→ Problem to work on: Copy the lines below verbatim, but only from the line containing "Expected: for every instance of the water" through the end of the data.
START
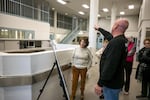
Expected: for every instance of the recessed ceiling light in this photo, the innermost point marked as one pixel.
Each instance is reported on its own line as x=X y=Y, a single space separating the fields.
x=105 y=9
x=80 y=12
x=122 y=13
x=62 y=2
x=98 y=15
x=131 y=7
x=85 y=6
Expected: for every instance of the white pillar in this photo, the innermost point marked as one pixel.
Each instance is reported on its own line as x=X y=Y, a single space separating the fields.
x=55 y=24
x=113 y=14
x=94 y=4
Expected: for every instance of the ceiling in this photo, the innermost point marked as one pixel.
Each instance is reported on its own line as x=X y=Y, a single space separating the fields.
x=73 y=6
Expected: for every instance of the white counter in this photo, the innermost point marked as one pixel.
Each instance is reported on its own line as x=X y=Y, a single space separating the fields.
x=13 y=64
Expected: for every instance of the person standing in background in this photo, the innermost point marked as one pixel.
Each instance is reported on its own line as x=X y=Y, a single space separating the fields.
x=81 y=61
x=129 y=63
x=143 y=69
x=111 y=78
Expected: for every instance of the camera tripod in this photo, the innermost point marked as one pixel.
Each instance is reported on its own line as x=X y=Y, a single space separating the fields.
x=62 y=79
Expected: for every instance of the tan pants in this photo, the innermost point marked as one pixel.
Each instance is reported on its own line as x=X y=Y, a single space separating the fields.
x=76 y=73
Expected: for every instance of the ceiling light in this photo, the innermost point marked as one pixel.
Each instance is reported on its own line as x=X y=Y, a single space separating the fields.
x=85 y=6
x=131 y=7
x=61 y=1
x=66 y=13
x=105 y=9
x=122 y=13
x=98 y=15
x=80 y=12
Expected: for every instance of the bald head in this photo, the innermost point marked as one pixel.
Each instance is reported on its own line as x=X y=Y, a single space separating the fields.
x=120 y=26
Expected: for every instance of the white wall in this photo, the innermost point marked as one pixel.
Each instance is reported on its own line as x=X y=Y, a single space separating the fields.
x=132 y=29
x=59 y=33
x=42 y=29
x=1 y=66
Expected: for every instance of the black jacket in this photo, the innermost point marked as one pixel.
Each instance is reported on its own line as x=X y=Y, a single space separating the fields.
x=112 y=63
x=143 y=68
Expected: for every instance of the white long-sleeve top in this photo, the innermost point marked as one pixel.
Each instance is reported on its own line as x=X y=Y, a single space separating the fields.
x=82 y=58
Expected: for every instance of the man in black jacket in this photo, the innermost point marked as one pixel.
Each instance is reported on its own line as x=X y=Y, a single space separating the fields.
x=112 y=61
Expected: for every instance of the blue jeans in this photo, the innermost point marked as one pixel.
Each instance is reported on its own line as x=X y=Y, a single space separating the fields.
x=111 y=94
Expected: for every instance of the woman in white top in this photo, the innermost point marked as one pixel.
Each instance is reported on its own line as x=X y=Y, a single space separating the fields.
x=81 y=60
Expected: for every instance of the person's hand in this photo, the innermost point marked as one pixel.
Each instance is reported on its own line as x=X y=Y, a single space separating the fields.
x=98 y=90
x=96 y=27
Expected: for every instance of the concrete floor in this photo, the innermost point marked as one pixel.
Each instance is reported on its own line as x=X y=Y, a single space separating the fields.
x=135 y=87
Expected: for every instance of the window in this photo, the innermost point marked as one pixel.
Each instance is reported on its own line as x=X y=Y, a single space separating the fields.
x=16 y=33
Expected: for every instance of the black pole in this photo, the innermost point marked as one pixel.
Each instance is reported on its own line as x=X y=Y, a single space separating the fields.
x=41 y=90
x=62 y=79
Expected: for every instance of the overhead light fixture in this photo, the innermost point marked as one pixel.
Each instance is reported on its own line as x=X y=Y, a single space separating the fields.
x=105 y=10
x=98 y=15
x=80 y=12
x=131 y=7
x=62 y=2
x=85 y=6
x=122 y=13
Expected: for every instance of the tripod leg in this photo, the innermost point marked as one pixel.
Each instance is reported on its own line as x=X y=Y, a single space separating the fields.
x=62 y=82
x=41 y=90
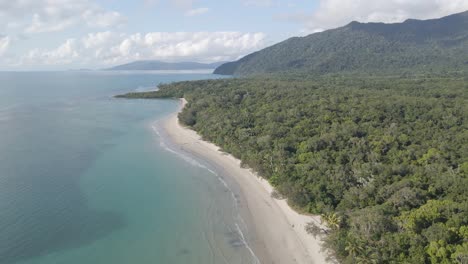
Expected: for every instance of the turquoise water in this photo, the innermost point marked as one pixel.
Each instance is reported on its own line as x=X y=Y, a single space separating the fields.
x=84 y=178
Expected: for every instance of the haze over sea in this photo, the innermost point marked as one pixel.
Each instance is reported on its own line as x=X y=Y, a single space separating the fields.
x=84 y=178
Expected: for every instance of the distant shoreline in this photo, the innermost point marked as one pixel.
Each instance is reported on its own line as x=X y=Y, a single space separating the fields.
x=280 y=231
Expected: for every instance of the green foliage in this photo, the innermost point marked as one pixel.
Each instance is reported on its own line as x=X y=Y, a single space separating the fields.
x=383 y=159
x=424 y=46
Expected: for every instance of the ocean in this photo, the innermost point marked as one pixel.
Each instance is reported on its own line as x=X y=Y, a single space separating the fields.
x=87 y=178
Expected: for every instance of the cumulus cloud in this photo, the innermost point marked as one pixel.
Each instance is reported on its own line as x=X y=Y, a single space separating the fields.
x=4 y=44
x=258 y=3
x=108 y=48
x=197 y=11
x=65 y=53
x=334 y=13
x=39 y=16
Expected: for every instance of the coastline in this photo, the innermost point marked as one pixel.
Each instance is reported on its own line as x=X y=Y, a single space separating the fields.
x=280 y=231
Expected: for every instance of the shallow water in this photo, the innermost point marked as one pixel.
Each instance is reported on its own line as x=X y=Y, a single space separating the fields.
x=84 y=178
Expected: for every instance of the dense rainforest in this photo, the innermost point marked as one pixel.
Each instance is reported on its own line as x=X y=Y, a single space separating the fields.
x=411 y=46
x=383 y=159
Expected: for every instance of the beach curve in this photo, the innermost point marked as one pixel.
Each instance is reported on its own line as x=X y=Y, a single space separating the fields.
x=280 y=231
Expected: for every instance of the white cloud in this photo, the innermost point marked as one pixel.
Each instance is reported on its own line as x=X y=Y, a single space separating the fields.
x=39 y=16
x=197 y=11
x=258 y=3
x=65 y=53
x=335 y=13
x=108 y=48
x=4 y=44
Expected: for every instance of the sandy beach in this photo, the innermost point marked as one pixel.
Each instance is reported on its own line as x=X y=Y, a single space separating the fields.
x=280 y=231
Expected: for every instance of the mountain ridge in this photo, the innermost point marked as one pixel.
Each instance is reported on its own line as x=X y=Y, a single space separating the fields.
x=423 y=45
x=152 y=65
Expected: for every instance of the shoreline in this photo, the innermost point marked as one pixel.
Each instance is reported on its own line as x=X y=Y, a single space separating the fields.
x=280 y=235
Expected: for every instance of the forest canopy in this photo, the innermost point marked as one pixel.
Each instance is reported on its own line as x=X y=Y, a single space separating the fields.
x=386 y=157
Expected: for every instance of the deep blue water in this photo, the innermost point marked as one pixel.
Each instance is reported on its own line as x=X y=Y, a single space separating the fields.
x=85 y=179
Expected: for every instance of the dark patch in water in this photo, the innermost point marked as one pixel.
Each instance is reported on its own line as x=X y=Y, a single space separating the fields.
x=183 y=251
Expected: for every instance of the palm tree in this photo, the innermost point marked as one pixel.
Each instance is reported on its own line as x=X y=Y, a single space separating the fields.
x=332 y=220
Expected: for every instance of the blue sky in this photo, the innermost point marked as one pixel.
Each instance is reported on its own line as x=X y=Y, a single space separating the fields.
x=65 y=34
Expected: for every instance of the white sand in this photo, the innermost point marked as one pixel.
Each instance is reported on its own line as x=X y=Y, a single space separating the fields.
x=280 y=230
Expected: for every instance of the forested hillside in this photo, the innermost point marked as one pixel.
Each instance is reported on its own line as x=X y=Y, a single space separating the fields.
x=384 y=160
x=425 y=46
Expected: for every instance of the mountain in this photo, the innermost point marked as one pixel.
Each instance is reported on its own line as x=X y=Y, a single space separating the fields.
x=435 y=44
x=153 y=65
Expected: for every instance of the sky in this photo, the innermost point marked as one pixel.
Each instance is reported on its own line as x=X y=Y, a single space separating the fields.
x=94 y=34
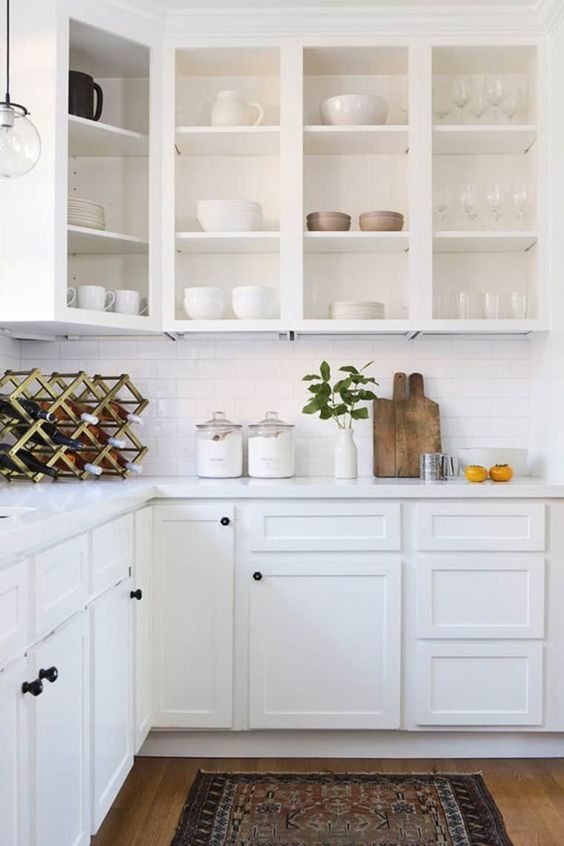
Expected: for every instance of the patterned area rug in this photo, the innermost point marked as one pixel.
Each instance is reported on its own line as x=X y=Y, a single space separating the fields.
x=318 y=809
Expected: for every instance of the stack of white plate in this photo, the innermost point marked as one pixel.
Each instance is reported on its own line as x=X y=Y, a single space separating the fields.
x=86 y=213
x=356 y=310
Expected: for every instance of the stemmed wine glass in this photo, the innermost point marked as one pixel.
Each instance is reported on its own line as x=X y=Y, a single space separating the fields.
x=442 y=203
x=461 y=92
x=469 y=201
x=520 y=197
x=494 y=199
x=495 y=92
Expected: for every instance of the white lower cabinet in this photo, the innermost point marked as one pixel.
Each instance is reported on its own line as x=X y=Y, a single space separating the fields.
x=111 y=697
x=325 y=644
x=59 y=738
x=193 y=616
x=141 y=613
x=14 y=772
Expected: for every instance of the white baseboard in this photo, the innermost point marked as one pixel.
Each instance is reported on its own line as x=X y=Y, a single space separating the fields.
x=351 y=744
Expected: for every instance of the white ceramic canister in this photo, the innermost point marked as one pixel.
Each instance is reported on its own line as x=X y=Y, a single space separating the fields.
x=219 y=448
x=271 y=448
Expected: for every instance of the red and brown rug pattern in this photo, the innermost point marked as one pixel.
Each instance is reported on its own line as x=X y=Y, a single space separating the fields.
x=319 y=809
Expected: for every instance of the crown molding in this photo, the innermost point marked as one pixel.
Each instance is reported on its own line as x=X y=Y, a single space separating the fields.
x=356 y=21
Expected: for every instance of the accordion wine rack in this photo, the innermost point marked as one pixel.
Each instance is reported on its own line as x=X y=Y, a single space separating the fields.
x=72 y=424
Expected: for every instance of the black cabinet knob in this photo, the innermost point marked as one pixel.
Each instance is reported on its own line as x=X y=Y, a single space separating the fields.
x=51 y=674
x=35 y=687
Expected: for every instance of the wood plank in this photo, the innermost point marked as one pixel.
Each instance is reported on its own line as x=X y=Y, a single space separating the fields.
x=418 y=428
x=529 y=793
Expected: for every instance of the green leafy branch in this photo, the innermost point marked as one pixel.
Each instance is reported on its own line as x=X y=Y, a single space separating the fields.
x=339 y=402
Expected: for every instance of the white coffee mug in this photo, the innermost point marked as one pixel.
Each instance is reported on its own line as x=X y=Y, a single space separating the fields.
x=91 y=297
x=129 y=302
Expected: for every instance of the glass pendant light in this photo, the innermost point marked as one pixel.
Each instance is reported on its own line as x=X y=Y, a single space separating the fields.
x=20 y=144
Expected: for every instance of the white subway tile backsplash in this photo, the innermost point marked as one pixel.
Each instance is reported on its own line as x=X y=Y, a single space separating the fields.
x=483 y=386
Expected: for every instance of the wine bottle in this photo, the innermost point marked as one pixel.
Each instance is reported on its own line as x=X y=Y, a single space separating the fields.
x=80 y=463
x=33 y=464
x=8 y=408
x=81 y=412
x=122 y=413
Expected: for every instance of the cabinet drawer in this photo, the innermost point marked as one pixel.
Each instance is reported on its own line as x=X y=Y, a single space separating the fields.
x=479 y=684
x=14 y=620
x=480 y=596
x=324 y=526
x=60 y=583
x=112 y=553
x=481 y=526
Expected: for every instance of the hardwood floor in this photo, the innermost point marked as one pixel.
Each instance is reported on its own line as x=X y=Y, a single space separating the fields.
x=529 y=793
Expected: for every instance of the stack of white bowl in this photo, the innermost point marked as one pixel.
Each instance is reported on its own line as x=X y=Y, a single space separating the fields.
x=86 y=213
x=229 y=215
x=356 y=310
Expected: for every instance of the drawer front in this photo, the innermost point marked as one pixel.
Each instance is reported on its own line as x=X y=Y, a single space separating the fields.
x=60 y=583
x=479 y=684
x=480 y=596
x=112 y=553
x=480 y=526
x=324 y=526
x=14 y=618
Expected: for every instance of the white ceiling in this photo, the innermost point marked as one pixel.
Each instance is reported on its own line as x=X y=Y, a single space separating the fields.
x=375 y=4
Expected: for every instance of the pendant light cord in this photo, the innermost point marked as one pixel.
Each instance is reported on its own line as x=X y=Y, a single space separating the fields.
x=8 y=52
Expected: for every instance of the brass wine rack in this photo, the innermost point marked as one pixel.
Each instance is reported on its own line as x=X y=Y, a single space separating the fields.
x=66 y=395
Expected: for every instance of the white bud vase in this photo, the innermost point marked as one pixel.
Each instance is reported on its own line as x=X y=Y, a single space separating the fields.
x=346 y=455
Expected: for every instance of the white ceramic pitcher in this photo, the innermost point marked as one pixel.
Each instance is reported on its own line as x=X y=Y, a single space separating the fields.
x=230 y=109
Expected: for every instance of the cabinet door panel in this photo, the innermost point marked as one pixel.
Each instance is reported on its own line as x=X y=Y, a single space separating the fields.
x=141 y=612
x=14 y=773
x=112 y=553
x=324 y=526
x=478 y=596
x=60 y=583
x=111 y=697
x=475 y=526
x=480 y=684
x=193 y=616
x=325 y=645
x=60 y=739
x=13 y=611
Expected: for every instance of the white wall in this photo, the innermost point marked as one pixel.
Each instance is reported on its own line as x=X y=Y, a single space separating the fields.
x=483 y=387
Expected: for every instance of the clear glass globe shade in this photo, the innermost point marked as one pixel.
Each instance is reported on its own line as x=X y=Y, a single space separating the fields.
x=20 y=147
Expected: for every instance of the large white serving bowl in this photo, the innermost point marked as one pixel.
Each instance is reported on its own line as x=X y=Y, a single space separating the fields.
x=488 y=456
x=205 y=303
x=354 y=110
x=229 y=215
x=252 y=302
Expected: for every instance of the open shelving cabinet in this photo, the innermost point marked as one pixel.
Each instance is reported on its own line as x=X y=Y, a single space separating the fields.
x=294 y=164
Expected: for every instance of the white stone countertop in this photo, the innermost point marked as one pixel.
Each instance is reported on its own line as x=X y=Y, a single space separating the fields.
x=59 y=509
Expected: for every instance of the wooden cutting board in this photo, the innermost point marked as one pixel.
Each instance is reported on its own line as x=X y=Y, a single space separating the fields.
x=418 y=428
x=384 y=431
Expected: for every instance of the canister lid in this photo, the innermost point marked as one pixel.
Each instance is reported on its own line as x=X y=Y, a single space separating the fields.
x=271 y=422
x=218 y=422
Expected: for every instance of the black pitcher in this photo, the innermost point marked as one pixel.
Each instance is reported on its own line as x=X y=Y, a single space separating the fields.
x=82 y=89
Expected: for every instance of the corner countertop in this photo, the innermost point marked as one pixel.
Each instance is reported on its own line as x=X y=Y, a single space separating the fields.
x=57 y=510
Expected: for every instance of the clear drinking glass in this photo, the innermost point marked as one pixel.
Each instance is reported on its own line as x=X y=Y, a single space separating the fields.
x=495 y=92
x=469 y=201
x=494 y=199
x=520 y=196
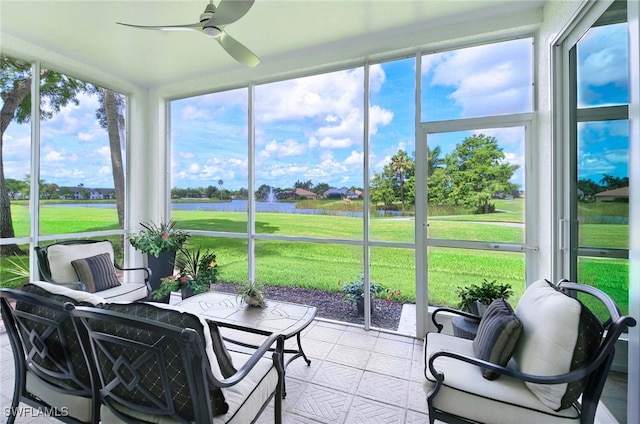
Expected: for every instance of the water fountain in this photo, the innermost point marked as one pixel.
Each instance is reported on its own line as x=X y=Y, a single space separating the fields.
x=271 y=197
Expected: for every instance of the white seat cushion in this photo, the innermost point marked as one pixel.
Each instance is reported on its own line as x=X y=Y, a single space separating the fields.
x=558 y=335
x=125 y=292
x=61 y=255
x=505 y=400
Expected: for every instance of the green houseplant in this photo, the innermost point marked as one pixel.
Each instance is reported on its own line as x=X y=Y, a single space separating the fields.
x=252 y=293
x=353 y=291
x=160 y=242
x=197 y=270
x=475 y=298
x=155 y=239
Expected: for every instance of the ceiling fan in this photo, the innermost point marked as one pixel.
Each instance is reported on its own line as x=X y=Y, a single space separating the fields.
x=212 y=22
END
→ Output below:
Expected: for every instance of the water fountain in this photo, the innermost point marked as one pixel.
Each instance is reported on its own line as x=X y=Y, a single space separating the fields.
x=271 y=197
Expected: for every instance of the white seat cushion in this photo, the innermost point marked as one pixel.
Each instance is reported on its own line as x=X y=Y, a single space separating the fields.
x=558 y=335
x=125 y=292
x=61 y=255
x=505 y=400
Expected: for every instance of the green houseplant in this photo, the innermost point marked as one pixel.
Each instance is reported on its own line as x=X y=Y, a single space separating the fields.
x=252 y=293
x=353 y=291
x=160 y=242
x=197 y=270
x=475 y=298
x=155 y=239
Expected: for every instance of the ceiling fan in this photo, the innermost point marked as one pixel.
Each instance is reported on its own line as x=X y=Y, a single space separating the fields.
x=212 y=22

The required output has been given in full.